- **ACTIVITY**: Exactly the lines from the one containing "ribbon in the image above." to the last line of the records, inclusive, are to be transcribed; include no others.

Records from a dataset
◆ ◆ ◆ ◆
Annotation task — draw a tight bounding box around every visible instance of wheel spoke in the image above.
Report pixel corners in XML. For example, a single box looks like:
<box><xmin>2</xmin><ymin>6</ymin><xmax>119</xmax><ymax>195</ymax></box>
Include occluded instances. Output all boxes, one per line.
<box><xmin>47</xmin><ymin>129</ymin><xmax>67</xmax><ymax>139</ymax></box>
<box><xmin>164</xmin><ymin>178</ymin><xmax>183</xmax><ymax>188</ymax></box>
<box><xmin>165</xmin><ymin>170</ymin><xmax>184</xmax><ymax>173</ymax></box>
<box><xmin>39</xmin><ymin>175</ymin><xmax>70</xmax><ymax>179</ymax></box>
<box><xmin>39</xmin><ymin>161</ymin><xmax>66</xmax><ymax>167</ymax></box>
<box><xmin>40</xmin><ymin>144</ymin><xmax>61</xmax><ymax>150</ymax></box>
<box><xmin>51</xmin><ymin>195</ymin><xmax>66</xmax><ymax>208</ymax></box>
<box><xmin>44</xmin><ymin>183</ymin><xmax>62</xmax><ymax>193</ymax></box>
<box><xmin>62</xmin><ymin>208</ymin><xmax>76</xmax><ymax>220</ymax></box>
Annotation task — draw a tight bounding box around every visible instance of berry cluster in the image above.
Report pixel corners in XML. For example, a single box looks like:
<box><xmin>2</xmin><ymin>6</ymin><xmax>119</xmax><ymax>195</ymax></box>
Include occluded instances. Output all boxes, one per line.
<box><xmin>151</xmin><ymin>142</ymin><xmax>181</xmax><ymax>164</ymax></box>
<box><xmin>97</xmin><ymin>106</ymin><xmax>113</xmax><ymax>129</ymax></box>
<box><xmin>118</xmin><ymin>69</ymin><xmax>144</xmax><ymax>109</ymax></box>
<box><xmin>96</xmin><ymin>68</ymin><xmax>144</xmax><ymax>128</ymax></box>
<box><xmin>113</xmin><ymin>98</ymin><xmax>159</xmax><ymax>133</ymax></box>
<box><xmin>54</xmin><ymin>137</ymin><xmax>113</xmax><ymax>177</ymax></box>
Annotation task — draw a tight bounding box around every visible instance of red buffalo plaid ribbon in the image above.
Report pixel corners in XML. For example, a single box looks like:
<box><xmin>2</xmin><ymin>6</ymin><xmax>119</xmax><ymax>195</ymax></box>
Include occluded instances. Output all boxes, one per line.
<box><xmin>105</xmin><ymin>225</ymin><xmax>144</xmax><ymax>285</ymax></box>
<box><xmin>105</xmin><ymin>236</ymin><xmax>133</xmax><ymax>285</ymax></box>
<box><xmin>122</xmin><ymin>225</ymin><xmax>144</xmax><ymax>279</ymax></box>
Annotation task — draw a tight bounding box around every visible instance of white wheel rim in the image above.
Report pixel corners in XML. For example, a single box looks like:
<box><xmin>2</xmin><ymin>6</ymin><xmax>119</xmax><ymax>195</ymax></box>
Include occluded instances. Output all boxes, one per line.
◆ ◆ ◆ ◆
- **EXERCISE RESPONSE**:
Annotation task — draw a tight bounding box around every visible instance of red buffalo plaid ribbon in the image above.
Report pixel corners in XML. For example, a single box looks like:
<box><xmin>2</xmin><ymin>6</ymin><xmax>119</xmax><ymax>195</ymax></box>
Include occluded instances. Output all boxes, one per line.
<box><xmin>105</xmin><ymin>225</ymin><xmax>144</xmax><ymax>285</ymax></box>
<box><xmin>105</xmin><ymin>236</ymin><xmax>133</xmax><ymax>285</ymax></box>
<box><xmin>122</xmin><ymin>225</ymin><xmax>144</xmax><ymax>279</ymax></box>
Annotation task — draw a tight bounding box around every visible instance of white wheel rim in the image above.
Report pixel corners in XML. For example, a single box looks like:
<box><xmin>2</xmin><ymin>6</ymin><xmax>119</xmax><ymax>195</ymax></box>
Include occluded instances. Output all boxes, one per line.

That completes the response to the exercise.